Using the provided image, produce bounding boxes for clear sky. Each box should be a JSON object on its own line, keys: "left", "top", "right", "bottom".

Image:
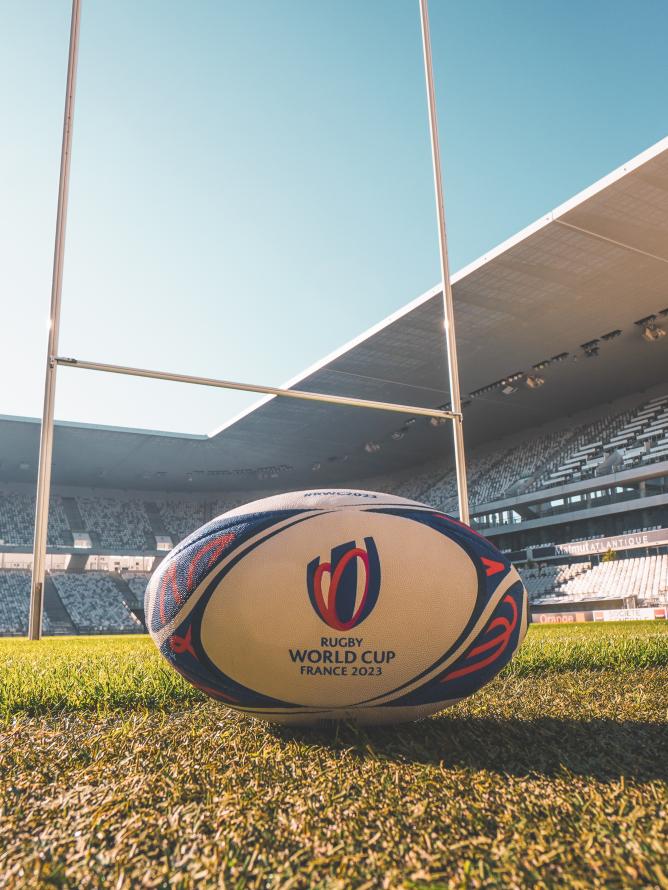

{"left": 2, "top": 0, "right": 667, "bottom": 435}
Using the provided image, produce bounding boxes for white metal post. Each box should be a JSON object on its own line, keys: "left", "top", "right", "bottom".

{"left": 29, "top": 0, "right": 82, "bottom": 640}
{"left": 418, "top": 0, "right": 470, "bottom": 524}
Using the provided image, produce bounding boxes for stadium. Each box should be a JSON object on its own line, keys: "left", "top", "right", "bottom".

{"left": 2, "top": 3, "right": 667, "bottom": 888}
{"left": 2, "top": 137, "right": 668, "bottom": 635}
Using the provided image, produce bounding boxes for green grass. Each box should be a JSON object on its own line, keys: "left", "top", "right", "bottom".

{"left": 0, "top": 623, "right": 667, "bottom": 888}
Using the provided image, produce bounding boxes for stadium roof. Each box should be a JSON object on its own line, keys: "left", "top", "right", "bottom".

{"left": 2, "top": 136, "right": 668, "bottom": 492}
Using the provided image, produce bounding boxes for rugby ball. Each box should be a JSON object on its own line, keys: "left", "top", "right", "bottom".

{"left": 145, "top": 489, "right": 528, "bottom": 725}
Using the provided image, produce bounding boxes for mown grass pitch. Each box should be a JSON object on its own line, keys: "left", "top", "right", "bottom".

{"left": 1, "top": 623, "right": 667, "bottom": 889}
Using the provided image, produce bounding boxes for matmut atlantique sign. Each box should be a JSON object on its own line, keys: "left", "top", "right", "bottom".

{"left": 555, "top": 528, "right": 668, "bottom": 557}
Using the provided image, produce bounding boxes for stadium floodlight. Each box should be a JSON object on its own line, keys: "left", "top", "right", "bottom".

{"left": 580, "top": 339, "right": 600, "bottom": 358}
{"left": 28, "top": 0, "right": 470, "bottom": 638}
{"left": 526, "top": 375, "right": 545, "bottom": 389}
{"left": 632, "top": 313, "right": 666, "bottom": 340}
{"left": 641, "top": 323, "right": 666, "bottom": 342}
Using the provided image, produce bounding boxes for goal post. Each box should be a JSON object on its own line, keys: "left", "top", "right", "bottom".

{"left": 28, "top": 0, "right": 82, "bottom": 641}
{"left": 28, "top": 0, "right": 469, "bottom": 639}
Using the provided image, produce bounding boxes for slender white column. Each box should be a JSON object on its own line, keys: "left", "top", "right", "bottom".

{"left": 418, "top": 0, "right": 470, "bottom": 524}
{"left": 29, "top": 0, "right": 82, "bottom": 639}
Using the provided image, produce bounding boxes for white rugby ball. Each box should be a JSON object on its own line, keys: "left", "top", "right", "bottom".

{"left": 145, "top": 489, "right": 528, "bottom": 725}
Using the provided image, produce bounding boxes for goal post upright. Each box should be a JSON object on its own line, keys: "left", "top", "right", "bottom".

{"left": 29, "top": 0, "right": 82, "bottom": 640}
{"left": 418, "top": 0, "right": 470, "bottom": 525}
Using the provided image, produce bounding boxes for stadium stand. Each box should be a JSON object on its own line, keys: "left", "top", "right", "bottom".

{"left": 50, "top": 572, "right": 142, "bottom": 633}
{"left": 154, "top": 499, "right": 209, "bottom": 544}
{"left": 0, "top": 492, "right": 71, "bottom": 548}
{"left": 153, "top": 495, "right": 255, "bottom": 545}
{"left": 1, "top": 386, "right": 667, "bottom": 634}
{"left": 521, "top": 554, "right": 668, "bottom": 605}
{"left": 0, "top": 571, "right": 52, "bottom": 635}
{"left": 0, "top": 388, "right": 665, "bottom": 544}
{"left": 121, "top": 571, "right": 150, "bottom": 605}
{"left": 76, "top": 497, "right": 154, "bottom": 550}
{"left": 529, "top": 395, "right": 668, "bottom": 491}
{"left": 553, "top": 554, "right": 668, "bottom": 603}
{"left": 519, "top": 562, "right": 592, "bottom": 601}
{"left": 358, "top": 387, "right": 668, "bottom": 511}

━━━━━━━━━━━━━━━━━━━━━━━━━━━━━━

— Task goal —
Up to and including the last line of the data, copy each line exactly, starting with the line that contains "Using the provided image, produce bounding boxes for white rugby".

— Result for this exercise —
Using the provided image, produce bounding boxes for white rugby ball. Each box should be a JSON object on its own line, keys: "left", "top", "right", "bottom".

{"left": 145, "top": 489, "right": 528, "bottom": 725}
Using the provided image, produce bounding boxes for goal post upright. Each box should be a JSON object on its own line, keys: "left", "top", "right", "bottom".

{"left": 29, "top": 0, "right": 82, "bottom": 640}
{"left": 418, "top": 0, "right": 470, "bottom": 525}
Using the provided image, produce bounding boxes for stadium stand. Each box should be a JSON object on its own line, keys: "left", "top", "right", "bottom".

{"left": 50, "top": 572, "right": 142, "bottom": 633}
{"left": 154, "top": 499, "right": 209, "bottom": 544}
{"left": 0, "top": 492, "right": 71, "bottom": 548}
{"left": 153, "top": 495, "right": 255, "bottom": 545}
{"left": 1, "top": 386, "right": 667, "bottom": 634}
{"left": 521, "top": 554, "right": 668, "bottom": 605}
{"left": 0, "top": 571, "right": 52, "bottom": 635}
{"left": 0, "top": 388, "right": 665, "bottom": 544}
{"left": 121, "top": 571, "right": 150, "bottom": 605}
{"left": 76, "top": 497, "right": 154, "bottom": 550}
{"left": 529, "top": 395, "right": 668, "bottom": 491}
{"left": 553, "top": 554, "right": 668, "bottom": 603}
{"left": 519, "top": 562, "right": 592, "bottom": 601}
{"left": 358, "top": 387, "right": 668, "bottom": 511}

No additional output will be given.